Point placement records
════════════════
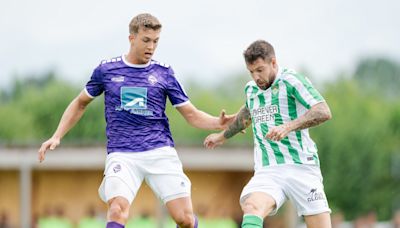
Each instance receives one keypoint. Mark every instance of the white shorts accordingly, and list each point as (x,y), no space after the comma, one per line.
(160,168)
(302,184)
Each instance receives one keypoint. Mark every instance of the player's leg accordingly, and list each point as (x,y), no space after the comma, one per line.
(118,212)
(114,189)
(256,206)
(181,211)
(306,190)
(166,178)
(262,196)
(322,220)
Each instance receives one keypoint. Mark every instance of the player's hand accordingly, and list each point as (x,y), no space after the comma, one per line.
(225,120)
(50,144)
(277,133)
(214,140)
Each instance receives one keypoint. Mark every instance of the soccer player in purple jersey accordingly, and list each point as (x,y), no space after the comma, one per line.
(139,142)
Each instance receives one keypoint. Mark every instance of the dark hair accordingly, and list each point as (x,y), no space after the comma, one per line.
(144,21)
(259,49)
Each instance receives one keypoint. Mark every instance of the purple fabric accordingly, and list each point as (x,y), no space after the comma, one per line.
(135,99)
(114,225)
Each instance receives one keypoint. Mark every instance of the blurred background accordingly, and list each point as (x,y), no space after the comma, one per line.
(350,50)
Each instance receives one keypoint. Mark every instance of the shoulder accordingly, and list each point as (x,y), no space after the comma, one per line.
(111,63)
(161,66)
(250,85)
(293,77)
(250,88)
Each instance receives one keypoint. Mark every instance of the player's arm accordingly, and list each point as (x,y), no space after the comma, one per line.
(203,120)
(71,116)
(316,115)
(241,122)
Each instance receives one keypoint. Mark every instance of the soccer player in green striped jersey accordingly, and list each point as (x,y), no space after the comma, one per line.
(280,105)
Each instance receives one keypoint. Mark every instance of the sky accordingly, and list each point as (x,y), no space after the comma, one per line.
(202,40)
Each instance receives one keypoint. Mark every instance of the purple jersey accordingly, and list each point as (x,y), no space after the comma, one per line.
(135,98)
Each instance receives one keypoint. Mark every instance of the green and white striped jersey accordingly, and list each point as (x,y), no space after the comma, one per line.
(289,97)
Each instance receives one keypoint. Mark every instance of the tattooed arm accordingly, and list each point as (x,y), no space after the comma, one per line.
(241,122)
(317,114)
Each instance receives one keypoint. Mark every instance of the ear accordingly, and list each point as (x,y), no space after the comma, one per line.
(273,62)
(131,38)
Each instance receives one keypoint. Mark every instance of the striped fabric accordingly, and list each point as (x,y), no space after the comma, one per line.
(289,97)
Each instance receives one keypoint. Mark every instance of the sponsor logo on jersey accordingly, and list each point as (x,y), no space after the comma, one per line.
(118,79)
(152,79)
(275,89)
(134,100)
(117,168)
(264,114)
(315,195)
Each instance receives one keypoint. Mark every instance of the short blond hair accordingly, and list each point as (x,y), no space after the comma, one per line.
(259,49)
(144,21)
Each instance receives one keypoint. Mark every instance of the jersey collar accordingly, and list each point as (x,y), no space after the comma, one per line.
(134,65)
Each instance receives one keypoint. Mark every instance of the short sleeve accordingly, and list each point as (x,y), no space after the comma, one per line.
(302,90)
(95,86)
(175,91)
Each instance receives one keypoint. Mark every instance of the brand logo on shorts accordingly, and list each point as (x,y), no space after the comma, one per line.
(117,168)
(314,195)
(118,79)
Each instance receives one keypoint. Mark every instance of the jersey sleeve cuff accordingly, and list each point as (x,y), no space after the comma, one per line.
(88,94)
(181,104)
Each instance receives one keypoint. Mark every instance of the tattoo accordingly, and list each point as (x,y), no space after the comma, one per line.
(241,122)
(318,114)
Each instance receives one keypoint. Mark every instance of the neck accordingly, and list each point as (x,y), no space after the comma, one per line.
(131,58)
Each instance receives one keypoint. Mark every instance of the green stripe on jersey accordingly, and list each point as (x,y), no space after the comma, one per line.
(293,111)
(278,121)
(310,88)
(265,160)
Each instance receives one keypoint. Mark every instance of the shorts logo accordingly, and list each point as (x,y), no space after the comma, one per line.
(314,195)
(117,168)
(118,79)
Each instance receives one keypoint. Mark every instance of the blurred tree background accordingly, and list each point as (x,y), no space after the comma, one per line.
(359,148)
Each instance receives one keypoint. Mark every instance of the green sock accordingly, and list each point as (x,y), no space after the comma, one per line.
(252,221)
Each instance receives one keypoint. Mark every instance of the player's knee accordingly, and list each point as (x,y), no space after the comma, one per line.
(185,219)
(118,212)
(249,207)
════════════════
**Exercise instructions**:
Rewrite every line of the entries above as a Markdown table with two columns, Row and Entry line, numbering the rows in order. Skip blank lines and leave the pictures out.

**Response to the task**:
| Row | Entry line |
|---|---|
| 1 | Each instance receives one keypoint. Mark every instance of the white shorts accordingly, and list each point as (x,y), no space after the comma, one per line. |
| 2 | (160,168) |
| 3 | (302,184) |
| 4 | Each instance receives one keypoint. Mark every instance of the player's leg accordingly, and list each point as (x,y), no space after the comma, one per line. |
| 5 | (118,212) |
| 6 | (114,189) |
| 7 | (256,206) |
| 8 | (181,211) |
| 9 | (306,190) |
| 10 | (166,178) |
| 11 | (262,196) |
| 12 | (322,220) |
| 13 | Each instance receives one keypoint. Mark every instance of the player's hand accordingly, and list each point as (x,y), no space after the comma, one per line. |
| 14 | (225,120) |
| 15 | (50,144) |
| 16 | (277,133) |
| 17 | (214,140) |
| 18 | Each instance receives one keypoint. Mark every instance of the soccer player in purple jersey accordingly, and list each point as (x,y), no space after the comma, one per line. |
| 19 | (139,142) |
| 20 | Each instance receives one keypoint. Mark every instance of the dark hair accordingly, and list each point as (x,y), no space after the comma, one per line. |
| 21 | (144,21) |
| 22 | (259,49) |
| 23 | Each instance receives one keypoint. Mark every instance of the purple fabric accordingly, and list each point as (x,y), no space after the comma, one per line. |
| 24 | (135,99) |
| 25 | (114,225) |
| 26 | Each instance receives one keypoint. Mark every instance of the blurred background accordingly, and list each point as (x,y), no space after the comma, one per line. |
| 27 | (350,50) |
| 28 | Each instance receives one keypoint. Mark every instance of the shoulder accordingly, and list each point as (x,y), no space after the comma, one per line. |
| 29 | (111,63) |
| 30 | (161,66) |
| 31 | (250,85) |
| 32 | (293,77) |
| 33 | (250,88) |
| 34 | Each instance receives one keypoint. Mark every instance of the player's arm accordingly, and list each point as (x,y), no space after the comma, one per line. |
| 35 | (203,120) |
| 36 | (71,116) |
| 37 | (316,115) |
| 38 | (241,122) |
| 39 | Each instance receives one keypoint. Mark every instance of the soccer player in green striped jersey accordingly, and list each point as (x,y), no space after the comma, one per line. |
| 40 | (280,105) |
| 41 | Each instance receives one keypoint. Mark every instance of the sky accordingly, and list each point as (x,y), no space after the comma, one per line. |
| 42 | (202,40) |
| 43 | Each instance receives one keypoint. Mark every instance of the purple jersey accordingly, and list each point as (x,y), no space after the comma, one per line. |
| 44 | (135,98) |
| 45 | Each instance receives one keypoint. Mark every instance of the green and white striped jersey accordingly, and list each point as (x,y), no space after the comma, one per line. |
| 46 | (289,97) |
| 47 | Each instance receives one keypoint. Mark every instance of the tattooed arm accordingly, and list each point as (x,y), no space after the comma, one per line. |
| 48 | (241,122) |
| 49 | (317,114) |
| 50 | Each instance receives one keypoint. Mark every instance of the ear accordingly, and list each point as (x,y), no space after the comma, one per line. |
| 51 | (273,62) |
| 52 | (131,38) |
| 53 | Each instance receives one keypoint. Mark every instance of the striped fabric accordingly, and list each point as (x,y), no space after the comma, one per line. |
| 54 | (289,97) |
| 55 | Each instance receives one keypoint. Mark every instance of the sponsor logo on jersey accordingly, and list each point as (x,y), no space after the comma, one per line. |
| 56 | (118,79) |
| 57 | (152,79) |
| 58 | (275,89) |
| 59 | (134,100) |
| 60 | (117,168) |
| 61 | (264,114) |
| 62 | (315,195) |
| 63 | Each instance receives one keypoint. Mark every instance of the short blond hair accordingly, and list each point as (x,y), no space after the comma, one per line. |
| 64 | (259,49) |
| 65 | (144,21) |
| 66 | Each instance receives one keypoint. Mark every instance of the jersey collar accordingly, and list each point as (x,y), no space after the comma, one per line. |
| 67 | (134,65) |
| 68 | Each instance receives one keypoint. Mark every instance of the short sleeve accordingly, and list each point as (x,y), no space after the comma, one per line. |
| 69 | (302,90) |
| 70 | (95,86) |
| 71 | (175,91) |
| 72 | Each instance receives one keypoint. Mark every instance of the brand logo on shorts accordingly, and list each point as (x,y), no space after the comma, one per line. |
| 73 | (117,168) |
| 74 | (314,195) |
| 75 | (118,79) |
| 76 | Each instance receives one keypoint. Mark every instance of the jersey sleeve cuff accordingly, and list each point as (x,y), no space after the comma, one per line. |
| 77 | (88,94) |
| 78 | (181,104) |
| 79 | Each instance receives one keypoint. Mark every instance of the tattoo accordingly, and list each point as (x,y), no space after the comma, one per line. |
| 80 | (241,122) |
| 81 | (318,114) |
| 82 | Each instance receives one keypoint. Mark every instance of the neck accordingly, and list each point as (x,y), no space after the comma, one per line. |
| 83 | (131,58) |
| 84 | Each instance receives one keypoint. Mark every instance of the green stripe on jersey accordingly, and list each point as (x,y), no space after the comma, one per line. |
| 85 | (293,111) |
| 86 | (278,121) |
| 87 | (310,88) |
| 88 | (265,160) |
| 89 | Each instance receives one keypoint. Mark every instance of the shorts logo accordingly, and list each point as (x,y), no space after the comma, one per line. |
| 90 | (314,195) |
| 91 | (117,168) |
| 92 | (118,79) |
| 93 | Each instance receives one keypoint. Mark every instance of the blurred tree background accordingly, and list each point as (x,y), no space after the comma, one per line. |
| 94 | (359,148) |
| 95 | Each instance receives one keypoint. Mark every instance of the green sock accordingly, and list each point as (x,y), no space after the comma, one per line. |
| 96 | (252,221) |
| 97 | Each instance receives one keypoint. Mark every instance of the player's knee accordingly, and list each point as (x,y), no space after the comma, one per line. |
| 98 | (185,219) |
| 99 | (118,212) |
| 100 | (249,207) |